• [SUPPLIED MATERIAL]
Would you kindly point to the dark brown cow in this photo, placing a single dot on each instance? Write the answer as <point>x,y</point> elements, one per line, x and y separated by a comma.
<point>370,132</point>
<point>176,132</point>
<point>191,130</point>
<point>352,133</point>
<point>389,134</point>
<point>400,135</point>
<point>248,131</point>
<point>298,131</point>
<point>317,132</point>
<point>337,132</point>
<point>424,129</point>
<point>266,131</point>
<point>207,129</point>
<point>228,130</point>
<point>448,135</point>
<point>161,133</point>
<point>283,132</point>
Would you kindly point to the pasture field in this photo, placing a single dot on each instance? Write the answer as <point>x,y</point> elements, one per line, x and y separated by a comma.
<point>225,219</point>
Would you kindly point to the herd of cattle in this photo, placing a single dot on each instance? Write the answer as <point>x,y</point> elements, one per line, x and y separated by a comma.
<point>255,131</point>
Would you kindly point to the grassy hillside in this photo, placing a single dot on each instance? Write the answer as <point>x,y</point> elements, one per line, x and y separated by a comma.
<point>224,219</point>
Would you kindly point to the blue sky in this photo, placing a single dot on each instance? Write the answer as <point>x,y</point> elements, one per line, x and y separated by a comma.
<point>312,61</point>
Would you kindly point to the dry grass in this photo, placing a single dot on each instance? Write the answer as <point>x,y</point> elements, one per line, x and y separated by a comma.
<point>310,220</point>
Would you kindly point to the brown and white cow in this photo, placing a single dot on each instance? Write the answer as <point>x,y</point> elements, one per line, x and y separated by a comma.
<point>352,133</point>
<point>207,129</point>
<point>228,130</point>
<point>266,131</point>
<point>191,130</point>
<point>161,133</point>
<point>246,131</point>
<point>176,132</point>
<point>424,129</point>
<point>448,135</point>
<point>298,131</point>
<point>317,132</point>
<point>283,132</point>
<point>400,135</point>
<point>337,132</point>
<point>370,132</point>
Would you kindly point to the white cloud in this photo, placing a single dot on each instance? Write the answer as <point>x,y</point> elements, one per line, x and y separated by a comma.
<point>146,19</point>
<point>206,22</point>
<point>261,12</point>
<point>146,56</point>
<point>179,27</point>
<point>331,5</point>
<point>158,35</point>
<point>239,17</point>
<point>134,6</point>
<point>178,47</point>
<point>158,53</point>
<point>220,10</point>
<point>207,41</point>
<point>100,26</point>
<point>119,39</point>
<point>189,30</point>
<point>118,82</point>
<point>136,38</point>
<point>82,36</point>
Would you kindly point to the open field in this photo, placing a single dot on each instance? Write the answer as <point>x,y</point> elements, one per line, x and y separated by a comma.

• [PROBLEM REQUIREMENTS] Please copy all of the records above word for word, keeping each line as it stands.

• [REPLY]
Would you kindly point to the dark brown cow in this photo, placing a single dot on each instance? Write the answer as <point>x,y</point> elements, one per line, x and y separated by a comma.
<point>370,132</point>
<point>176,132</point>
<point>191,130</point>
<point>352,133</point>
<point>389,134</point>
<point>400,135</point>
<point>248,131</point>
<point>298,131</point>
<point>317,132</point>
<point>337,132</point>
<point>424,129</point>
<point>266,131</point>
<point>207,129</point>
<point>228,130</point>
<point>448,135</point>
<point>161,133</point>
<point>283,132</point>
Would you kindly point to the pasture field in this photo, placing a single dot on each instance? Write the answer as <point>x,y</point> elements, one per line, x and y separated by a comma.
<point>225,219</point>
Would you kindly point to the herd of cattle in this photo, placing a single dot on each instance? Write the answer as <point>x,y</point> elements, one per line, x and y separated by a comma.
<point>255,131</point>
Would you kindly point to the grassy hillside in this photo, placing a single dot on each instance? Write the answer as <point>x,y</point> elements, one per line, x and y separated by a comma.
<point>224,219</point>
Would you kindly point to the blue sky in this photo, placing a single dot on each instance? Write the answer as <point>x,y</point> elements, one per line, x and y separated by a comma.
<point>312,61</point>
Would you kindly point to the dry grass in this photo, placing a single dot on each instance? Write the answer as <point>x,y</point> elements, one per line, x and y separated by a comma.
<point>310,220</point>
Would you kindly point to the brown and white cow in this photo, placing a single dot on each instance? Write the answer as <point>x,y</point> elements, one per line, x and y separated by a comma.
<point>352,133</point>
<point>207,129</point>
<point>228,130</point>
<point>266,131</point>
<point>191,130</point>
<point>161,133</point>
<point>246,131</point>
<point>176,132</point>
<point>424,129</point>
<point>448,135</point>
<point>298,131</point>
<point>317,132</point>
<point>283,132</point>
<point>400,135</point>
<point>337,132</point>
<point>370,132</point>
Would you kindly point to the white cloud in this photo, placing a single dot on each instance? Write the answer as <point>x,y</point> elements, one per line, x and y separated by a comma.
<point>146,19</point>
<point>206,22</point>
<point>261,12</point>
<point>146,56</point>
<point>179,27</point>
<point>331,5</point>
<point>158,35</point>
<point>239,17</point>
<point>134,6</point>
<point>178,47</point>
<point>158,53</point>
<point>220,10</point>
<point>207,41</point>
<point>100,26</point>
<point>119,39</point>
<point>189,30</point>
<point>118,82</point>
<point>136,38</point>
<point>82,36</point>
Would you kindly point to the open field in this photo, placing a single dot on each instance? Write the answer as <point>x,y</point> elements, one per line, x and y separated by a comma.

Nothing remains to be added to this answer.